**ACTIVITY A:** In the Debian 13 upgrade proposal, what date is given for the Soft Freeze milestone?
**ACTIVITY B:** Print the passage of the Debian 13 upgrade proposal that begins at the words "Even though we've" and stops after "any major upgrades.".
**ACTIVITY C:** Summarize the Debian 13 upgrade proposal in two sentences.

**EXCERPT TO READ:**
*****
Summary: start upgrading servers during the Debian 13 ("trixie")
freeze, if it goes well, complete most of the fleet upgrade in around
June 2025, with full completion by the end of 2025, with a 2026 year
free of major upgrades entirely. Improve automation, retire old
container images.
Deadline: 2 weeks, 2025-04-01
# Background
Debian 13 ("trixie"), currently "testing", is going into freeze soon, which
means we should have a new Debian stable release in 2025. It has been
a long-standing tradition at TPA to collaborate in the Debian
development process and part of that process is to upgrade our servers
during the freeze. Upgrading during the freeze makes it easier for us
to fix bugs as we find them and contribute them to the community.
The [freeze dates announced by the debian.org release team] are:
2025-03-15 - Milestone 1 - Transition and toolchain freeze
2025-04-15 - Milestone 2 - Soft Freeze
2025-05-15 - Milestone 3 - Hard Freeze - for key packages and
packages without autopkgtests
To be announced - Milestone 4 - Full Freeze
We have entered the "transition and toolchain freeze" which locks
changes on packages like compilers and interpreters unless
exceptions. See the [Debian freeze policy] for an explanation of
each step.
Even though we've just completed the Debian 11 ("bullseye") and 12
("bookworm") upgrades in late 2024, we feel it's a good idea to start
*and* complete the Debian 13 upgrades in 2025. That way, we can hope of
having a year or two (2026-2027?) *without* any major upgrades.
This proposal is part of the [Debian 13 trixie upgrade milestone],
itself part of the [2025 TPA roadmap].
*****
Point localization data
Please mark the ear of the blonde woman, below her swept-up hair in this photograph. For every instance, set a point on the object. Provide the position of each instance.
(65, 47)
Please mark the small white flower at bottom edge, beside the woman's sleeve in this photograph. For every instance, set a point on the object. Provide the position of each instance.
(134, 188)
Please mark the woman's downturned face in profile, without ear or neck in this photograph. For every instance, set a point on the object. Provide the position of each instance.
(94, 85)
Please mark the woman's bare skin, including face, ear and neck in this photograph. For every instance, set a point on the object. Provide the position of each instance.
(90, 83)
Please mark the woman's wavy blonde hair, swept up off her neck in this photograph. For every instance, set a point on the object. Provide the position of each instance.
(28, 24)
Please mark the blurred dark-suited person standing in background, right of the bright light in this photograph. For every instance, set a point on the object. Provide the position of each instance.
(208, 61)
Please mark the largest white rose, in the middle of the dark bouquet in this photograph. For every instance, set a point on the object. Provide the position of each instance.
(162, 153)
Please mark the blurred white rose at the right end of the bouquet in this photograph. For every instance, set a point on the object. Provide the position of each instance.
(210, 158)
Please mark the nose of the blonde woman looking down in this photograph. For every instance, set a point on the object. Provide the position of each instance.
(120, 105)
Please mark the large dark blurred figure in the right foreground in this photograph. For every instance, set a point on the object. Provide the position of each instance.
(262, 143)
*****
**EXERCISE RESULT A:** 2025-04-15

**EXERCISE RESULT B:**
Even though we've just completed the Debian 11 ("bullseye") and 12
("bookworm") upgrades in late 2024, we feel it's a good idea to start
*and* complete the Debian 13 upgrades in 2025. That way, we can hope of
having a year or two (2026-2027?) *without* any major upgrades.

**EXERCISE RESULT C:** The proposal plans to start upgrading servers during the Debian 13 ("trixie") freeze, finish most of the fleet around June 2025 and complete the upgrade by the end of 2025, leaving 2026 free of major upgrades. Upgrading during the freeze is a long-standing TPA tradition of taking part in Debian development, because it makes it easier to fix bugs as they are found and contribute them to the community.